Problem statement -
Reproduce each line exactly.

The data -
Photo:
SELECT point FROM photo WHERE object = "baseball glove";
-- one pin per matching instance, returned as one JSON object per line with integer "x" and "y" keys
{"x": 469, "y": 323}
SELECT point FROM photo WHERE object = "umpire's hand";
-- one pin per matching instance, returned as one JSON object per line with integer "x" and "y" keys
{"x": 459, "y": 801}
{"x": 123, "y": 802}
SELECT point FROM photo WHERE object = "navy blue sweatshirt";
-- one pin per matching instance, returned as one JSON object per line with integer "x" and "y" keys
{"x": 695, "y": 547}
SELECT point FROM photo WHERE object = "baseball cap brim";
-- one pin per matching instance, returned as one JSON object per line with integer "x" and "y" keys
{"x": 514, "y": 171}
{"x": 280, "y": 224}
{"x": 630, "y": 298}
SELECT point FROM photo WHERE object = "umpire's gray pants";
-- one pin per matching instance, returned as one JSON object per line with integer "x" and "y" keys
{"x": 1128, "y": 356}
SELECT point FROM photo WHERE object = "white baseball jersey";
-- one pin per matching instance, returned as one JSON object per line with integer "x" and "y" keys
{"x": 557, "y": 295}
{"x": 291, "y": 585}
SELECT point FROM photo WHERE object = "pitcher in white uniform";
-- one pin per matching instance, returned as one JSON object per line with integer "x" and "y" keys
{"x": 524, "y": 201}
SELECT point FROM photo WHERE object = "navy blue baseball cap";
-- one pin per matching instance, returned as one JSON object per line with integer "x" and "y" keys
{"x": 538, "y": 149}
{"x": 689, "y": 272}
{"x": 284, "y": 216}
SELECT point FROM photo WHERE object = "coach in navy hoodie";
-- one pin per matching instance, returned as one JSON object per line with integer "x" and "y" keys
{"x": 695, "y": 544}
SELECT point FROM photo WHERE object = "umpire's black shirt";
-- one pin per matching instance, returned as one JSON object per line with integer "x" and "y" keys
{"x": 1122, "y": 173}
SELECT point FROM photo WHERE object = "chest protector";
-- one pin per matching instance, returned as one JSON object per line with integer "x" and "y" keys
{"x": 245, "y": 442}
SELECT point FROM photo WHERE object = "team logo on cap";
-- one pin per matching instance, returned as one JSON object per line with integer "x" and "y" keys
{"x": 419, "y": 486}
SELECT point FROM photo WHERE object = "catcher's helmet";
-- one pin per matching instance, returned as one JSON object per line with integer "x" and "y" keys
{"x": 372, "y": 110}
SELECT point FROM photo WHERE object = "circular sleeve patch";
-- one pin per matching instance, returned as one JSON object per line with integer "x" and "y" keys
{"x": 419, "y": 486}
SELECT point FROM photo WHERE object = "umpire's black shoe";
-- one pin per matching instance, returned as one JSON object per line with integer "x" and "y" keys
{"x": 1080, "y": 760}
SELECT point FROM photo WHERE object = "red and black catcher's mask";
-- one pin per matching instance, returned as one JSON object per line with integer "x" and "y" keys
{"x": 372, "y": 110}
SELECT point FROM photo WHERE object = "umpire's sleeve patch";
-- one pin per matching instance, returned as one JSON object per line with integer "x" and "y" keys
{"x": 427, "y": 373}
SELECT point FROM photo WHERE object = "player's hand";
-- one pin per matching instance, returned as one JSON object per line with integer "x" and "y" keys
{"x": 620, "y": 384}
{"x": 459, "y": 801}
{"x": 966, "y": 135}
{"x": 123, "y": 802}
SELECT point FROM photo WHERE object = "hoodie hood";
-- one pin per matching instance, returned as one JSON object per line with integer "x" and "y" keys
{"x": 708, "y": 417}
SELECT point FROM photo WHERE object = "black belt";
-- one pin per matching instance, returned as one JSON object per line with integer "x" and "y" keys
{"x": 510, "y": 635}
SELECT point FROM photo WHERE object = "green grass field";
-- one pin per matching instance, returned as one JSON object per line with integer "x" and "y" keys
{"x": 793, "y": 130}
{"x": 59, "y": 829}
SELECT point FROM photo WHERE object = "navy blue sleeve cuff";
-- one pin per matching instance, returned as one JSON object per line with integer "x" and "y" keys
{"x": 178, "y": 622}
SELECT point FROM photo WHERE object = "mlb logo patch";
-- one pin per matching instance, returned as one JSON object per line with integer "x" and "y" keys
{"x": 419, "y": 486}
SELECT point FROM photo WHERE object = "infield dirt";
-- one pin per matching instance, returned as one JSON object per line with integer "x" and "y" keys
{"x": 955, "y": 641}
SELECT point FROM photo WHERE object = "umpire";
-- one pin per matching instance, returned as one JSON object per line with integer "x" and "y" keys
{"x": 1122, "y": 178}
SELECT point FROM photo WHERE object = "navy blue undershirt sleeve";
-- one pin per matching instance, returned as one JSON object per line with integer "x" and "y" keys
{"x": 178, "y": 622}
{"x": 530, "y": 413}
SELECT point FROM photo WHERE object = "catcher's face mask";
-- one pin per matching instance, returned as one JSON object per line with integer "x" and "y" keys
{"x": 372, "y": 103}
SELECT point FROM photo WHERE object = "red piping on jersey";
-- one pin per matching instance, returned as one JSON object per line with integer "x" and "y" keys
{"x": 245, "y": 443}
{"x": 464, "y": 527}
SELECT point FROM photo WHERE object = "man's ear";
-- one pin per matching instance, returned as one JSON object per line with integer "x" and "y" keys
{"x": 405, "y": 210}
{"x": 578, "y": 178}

Solution to this problem -
Photo:
SELECT point FROM photo WHERE object = "baseball glove";
-- one pin per matching instance, returned as one JSON object per line with integer "x" and "y" keys
{"x": 469, "y": 323}
SELECT point FROM photo WHERE object = "umpire's hand";
-- one pin per matching instance, returned as one JSON object per line with integer "x" and "y" keys
{"x": 459, "y": 801}
{"x": 123, "y": 802}
SELECT point FROM photo WHERE object = "navy blue sweatshirt";
-- one pin per matching instance, returned as one JSON object per line with integer "x" and "y" keys
{"x": 695, "y": 547}
SELECT point FROM photo WHERE object = "baseball cap brim";
-- one pin per matching instance, returned as one JSON object per line with integer "x" and "y" keys
{"x": 514, "y": 171}
{"x": 280, "y": 224}
{"x": 630, "y": 298}
SELECT point FROM photo WHERE object = "umpire's gray pants";
-- one pin per matching instance, returned as one JSON object per line with integer "x" and "y" keys
{"x": 1128, "y": 356}
SELECT point FROM photo WHERE object = "white baseball jersey";
-- one pin per matching instance, returned as one JSON object per line with integer "x" and "y" keys
{"x": 557, "y": 295}
{"x": 291, "y": 585}
SELECT point FROM photo WHERE object = "pitcher in white uniform";
-- one pin per matching instance, returned as one JSON object per line with integer "x" and "y" keys
{"x": 524, "y": 201}
SELECT point FROM photo WHERE object = "navy blue baseball cap";
-- one pin per matching instance, returned as one JSON object per line with integer "x" and "y" keys
{"x": 538, "y": 149}
{"x": 689, "y": 272}
{"x": 284, "y": 216}
SELECT point FROM photo WHERE object = "coach in navy hoodie";
-- one pin per matching instance, returned as one JSON object per line with integer "x" and "y" keys
{"x": 695, "y": 544}
SELECT point FROM photo WHERE object = "umpire's black shirt";
-- one pin per matching instance, returned as one JSON object per line with integer "x" and "y" keys
{"x": 1122, "y": 173}
SELECT point FROM photo WHERE object = "chest protector";
-- one pin per matching instance, returned as one JSON object per line with integer "x" and "y" keys
{"x": 245, "y": 442}
SELECT point FROM photo WHERE object = "team logo on cap";
-- one pin per matching instance, returned as one JSON object per line with integer "x" and "y" keys
{"x": 419, "y": 486}
SELECT point FROM photo WHERE object = "catcher's helmet";
-- one pin per matching instance, returned as one JSON object per line with integer "x" and "y" keys
{"x": 372, "y": 110}
SELECT point FROM photo WHERE object = "circular sleeve patch";
-- one pin per matching instance, returned as one JSON object per line with integer "x" and "y" keys
{"x": 419, "y": 486}
SELECT point FROM photo WHERE object = "umpire's black shoe";
-- one pin per matching instance, returned as one JSON object per line with integer "x" and "y" keys
{"x": 1080, "y": 760}
SELECT point FROM photo WHERE object = "red and black catcher's mask";
-- one pin per matching instance, returned as one JSON object per line with integer "x" and "y" keys
{"x": 372, "y": 110}
SELECT point FROM photo WHERE object = "umpire's sleeve patch";
-- one pin per matching instance, returned as one JSON object per line with integer "x" and "y" keys
{"x": 427, "y": 373}
SELECT point FROM photo WHERE object = "player's hand";
-- one pin per matching instance, returned as one JSON object per line with integer "x" and "y" keys
{"x": 620, "y": 384}
{"x": 459, "y": 801}
{"x": 966, "y": 135}
{"x": 123, "y": 802}
SELECT point FROM photo WHERE object = "hoodie hood";
-- one pin per matching instance, returned as one JSON object per line with integer "x" and "y" keys
{"x": 708, "y": 417}
SELECT point FROM photo WHERE object = "black belt";
-- one pin per matching instance, returned as one JSON object per line with integer "x" and "y" keys
{"x": 510, "y": 635}
SELECT point FROM photo WHERE object = "green grass field";
-- one pin per matching instance, returned as one JSON object per line with integer "x" and "y" keys
{"x": 793, "y": 130}
{"x": 59, "y": 829}
SELECT point FROM photo WHERE object = "navy blue sleeve cuff";
-- one pin per matching instance, returned as one JSON object per line with integer "x" and "y" keys
{"x": 178, "y": 622}
SELECT point FROM photo WHERE object = "mlb logo patch";
-- one pin per matching instance, returned as one JSON object per line with integer "x" and "y" keys
{"x": 419, "y": 486}
SELECT point FROM photo WHERE object = "infield dirt";
-- one pin per matching instance, returned as one JSON object per line with integer "x" and "y" keys
{"x": 955, "y": 641}
SELECT point FROM photo WHERE object = "umpire";
-- one pin per matching instance, returned as one JSON object per line with integer "x" and "y" keys
{"x": 1122, "y": 178}
SELECT point FROM photo WHERE object = "navy blue undershirt sleeve";
-- one pin per matching instance, returned as one JSON object per line with integer "x" and "y" keys
{"x": 178, "y": 622}
{"x": 530, "y": 413}
SELECT point FROM photo WHERE object = "catcher's face mask";
-- one pin per matching instance, returned as one JSON object per line with integer "x" and "y" keys
{"x": 372, "y": 103}
SELECT point FROM photo WHERE object = "red piping on jersey";
-- one pin per matching instance, returned as one JSON object per line with integer "x" and "y" keys
{"x": 245, "y": 443}
{"x": 464, "y": 527}
SELECT point FROM photo WHERE object = "man's ear";
-- one pin per matching instance, returned as one JSON object per line with integer "x" and "y" keys
{"x": 405, "y": 210}
{"x": 578, "y": 178}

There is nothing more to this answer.